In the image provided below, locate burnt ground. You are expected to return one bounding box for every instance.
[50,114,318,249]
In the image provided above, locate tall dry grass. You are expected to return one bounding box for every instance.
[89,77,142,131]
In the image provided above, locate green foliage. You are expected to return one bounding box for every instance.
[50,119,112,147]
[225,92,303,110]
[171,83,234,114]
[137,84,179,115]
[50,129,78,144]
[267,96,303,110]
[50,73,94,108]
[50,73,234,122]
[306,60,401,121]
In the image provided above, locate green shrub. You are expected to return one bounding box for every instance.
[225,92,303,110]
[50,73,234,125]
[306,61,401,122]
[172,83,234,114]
------------------------
**ACTIVITY:**
Restate exactly each line of the data from the one bearing "In the image provided above, locate green shrub." to the end, and add nothing.

**YOUR RESPONSE:**
In the image provided above, locate green shrub. You are expected to return one bounding box for every instance.
[225,92,303,110]
[50,73,234,125]
[306,61,401,122]
[172,83,234,114]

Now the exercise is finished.